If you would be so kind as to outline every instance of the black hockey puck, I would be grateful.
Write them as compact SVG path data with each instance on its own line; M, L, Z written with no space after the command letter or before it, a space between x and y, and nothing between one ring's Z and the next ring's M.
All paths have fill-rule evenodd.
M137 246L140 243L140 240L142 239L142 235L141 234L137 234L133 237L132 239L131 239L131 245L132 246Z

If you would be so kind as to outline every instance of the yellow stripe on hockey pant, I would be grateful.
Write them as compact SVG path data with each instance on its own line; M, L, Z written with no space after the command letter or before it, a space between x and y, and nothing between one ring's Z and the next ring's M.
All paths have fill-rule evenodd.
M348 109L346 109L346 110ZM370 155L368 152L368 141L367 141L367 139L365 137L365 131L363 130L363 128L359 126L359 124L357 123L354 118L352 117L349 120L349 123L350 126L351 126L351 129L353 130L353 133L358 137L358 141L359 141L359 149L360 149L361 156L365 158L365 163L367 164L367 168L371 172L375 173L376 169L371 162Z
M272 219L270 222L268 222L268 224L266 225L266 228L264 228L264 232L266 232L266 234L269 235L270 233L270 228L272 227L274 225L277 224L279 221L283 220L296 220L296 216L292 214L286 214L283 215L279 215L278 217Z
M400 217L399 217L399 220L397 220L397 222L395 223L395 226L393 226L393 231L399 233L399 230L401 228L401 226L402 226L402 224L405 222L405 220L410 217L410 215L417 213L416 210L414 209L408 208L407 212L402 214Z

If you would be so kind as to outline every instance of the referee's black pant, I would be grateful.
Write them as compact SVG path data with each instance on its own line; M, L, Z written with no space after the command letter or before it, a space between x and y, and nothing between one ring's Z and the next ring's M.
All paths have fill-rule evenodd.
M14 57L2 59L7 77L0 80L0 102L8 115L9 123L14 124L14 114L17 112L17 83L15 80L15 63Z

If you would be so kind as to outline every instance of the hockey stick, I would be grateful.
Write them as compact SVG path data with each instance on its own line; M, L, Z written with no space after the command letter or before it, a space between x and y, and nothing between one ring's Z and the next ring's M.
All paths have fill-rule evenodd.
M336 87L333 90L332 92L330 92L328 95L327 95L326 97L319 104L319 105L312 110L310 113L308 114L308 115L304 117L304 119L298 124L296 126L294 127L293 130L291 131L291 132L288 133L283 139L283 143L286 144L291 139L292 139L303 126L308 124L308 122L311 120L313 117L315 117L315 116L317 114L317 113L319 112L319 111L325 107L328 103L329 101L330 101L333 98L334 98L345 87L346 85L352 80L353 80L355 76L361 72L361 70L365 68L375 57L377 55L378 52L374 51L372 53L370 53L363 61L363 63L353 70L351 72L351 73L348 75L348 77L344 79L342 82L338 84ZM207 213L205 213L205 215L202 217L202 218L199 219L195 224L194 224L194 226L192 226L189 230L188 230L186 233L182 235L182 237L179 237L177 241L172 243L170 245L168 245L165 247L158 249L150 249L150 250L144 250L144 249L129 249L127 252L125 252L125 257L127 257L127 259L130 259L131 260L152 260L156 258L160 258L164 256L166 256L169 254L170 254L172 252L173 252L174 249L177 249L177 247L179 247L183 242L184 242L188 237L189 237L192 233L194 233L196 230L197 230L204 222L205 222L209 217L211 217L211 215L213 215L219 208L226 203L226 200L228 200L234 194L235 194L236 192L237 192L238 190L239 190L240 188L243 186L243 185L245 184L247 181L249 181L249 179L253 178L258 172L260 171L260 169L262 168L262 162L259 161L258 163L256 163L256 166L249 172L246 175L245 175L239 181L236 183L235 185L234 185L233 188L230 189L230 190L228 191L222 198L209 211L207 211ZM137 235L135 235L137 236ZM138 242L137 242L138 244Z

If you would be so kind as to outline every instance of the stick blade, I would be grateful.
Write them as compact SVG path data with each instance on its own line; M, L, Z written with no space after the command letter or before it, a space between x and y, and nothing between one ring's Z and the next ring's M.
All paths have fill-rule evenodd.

+++++

Word for word, restate all of the data shown above.

## OUTPUT OF THE EXERCISE
If you would be so kind as to outline every instance of the black hockey puck, I would be grateful.
Write them as compact SVG path data with each instance on its own line; M, L, Z written with no space after the command letter or before it, a space between x and y, and nothing between one ring's Z and the next ring's M.
All paths have fill-rule evenodd.
M137 246L140 243L140 240L142 239L142 235L141 234L137 234L133 237L132 239L131 239L131 245L132 246Z

If you would be so kind as to outline every instance of the yellow stripe on hockey pant, I would be grateful.
Write them as compact SVG path data with each instance on its own line; M, L, Z written with no space after the command letter or before it, a space between x and y, and nothing between one ring's Z and the next ring's M.
All paths have fill-rule evenodd.
M348 109L346 109L346 110ZM370 155L368 152L368 141L367 141L367 139L365 137L365 131L363 130L363 128L359 126L359 124L357 123L354 118L352 117L349 120L349 123L350 126L351 126L351 129L353 130L353 133L358 137L358 141L359 141L359 149L360 149L361 156L365 158L365 163L367 164L367 168L371 172L375 173L376 169L371 162Z
M272 219L270 222L268 222L268 224L266 225L266 228L264 228L264 232L266 232L266 234L269 235L270 233L270 228L272 227L274 225L277 224L279 221L283 220L296 220L296 216L292 214L286 214L283 215L279 215L278 217Z
M400 217L399 217L399 220L397 220L397 222L395 223L395 226L393 226L393 231L399 233L399 230L401 228L401 226L402 226L402 224L405 222L405 220L410 217L410 215L417 213L416 210L414 209L408 208L407 212L402 214Z

If you would be so kind as to outline every instance of the referee's black pant, I would be grateful.
Write them as compact SVG path data with each instance on its own line; M, L, Z written with no space after the command letter or before it, a space between x and y, and nothing between one ring's Z and the next ring's M.
All paths have fill-rule evenodd.
M14 57L2 59L7 77L0 80L0 102L8 115L9 123L14 124L14 114L17 112L17 83L15 80L15 63Z

If you would be so kind as to outline every instance of the hockey stick, I would be grateful.
Write them as compact SVG path data with each instance on its own line; M, L, Z written with no space after the command letter or before it, a space between x and y, and nothing between one ring's Z and the next ring's M.
All paths have fill-rule evenodd.
M336 87L333 90L332 92L330 92L328 95L327 95L326 97L319 104L319 105L312 110L310 113L308 114L308 115L304 117L304 119L298 124L296 126L294 127L293 130L291 131L291 132L288 133L283 139L283 143L286 144L291 139L292 139L303 126L308 124L308 122L311 120L313 117L315 117L315 116L317 114L317 113L319 112L319 111L325 107L328 103L329 101L330 101L333 98L334 98L345 87L346 85L352 80L353 80L355 76L361 72L361 70L365 68L375 57L377 55L378 52L374 51L372 53L370 53L363 61L363 63L353 70L351 72L351 73L348 75L348 77L344 79L342 82L338 84ZM207 213L205 213L205 215L202 217L202 218L199 219L195 224L194 224L194 226L192 226L189 230L188 230L186 233L182 235L182 237L179 237L177 241L172 243L170 245L168 245L165 247L158 249L150 249L150 250L144 250L144 249L129 249L127 252L125 252L125 257L127 257L127 259L130 259L131 260L152 260L156 258L160 258L164 256L166 256L169 254L170 254L172 252L173 252L174 249L177 249L177 247L179 247L183 242L184 242L188 237L189 237L192 233L194 233L196 230L197 230L204 222L205 222L209 217L211 217L211 215L213 215L219 208L226 203L226 200L228 200L234 194L235 194L236 192L237 192L238 190L239 190L240 188L243 186L243 185L245 184L247 181L249 181L249 179L253 178L258 172L260 171L260 169L262 168L262 162L259 161L258 163L256 163L256 166L249 172L246 175L245 175L239 181L236 183L235 185L234 185L233 188L230 189L230 190L228 191L222 198L209 211L207 211ZM137 235L135 235L137 236ZM138 242L137 242L138 244Z

If you would be so kind as to outline every instance of the stick blade, I would be grateful.
Write them as compact SVG path data with each instance on its own line; M, L, Z written with no space after the command letter or before it, a space between x and y, and nothing between one ring's Z and the next ring's M.
All paths have fill-rule evenodd.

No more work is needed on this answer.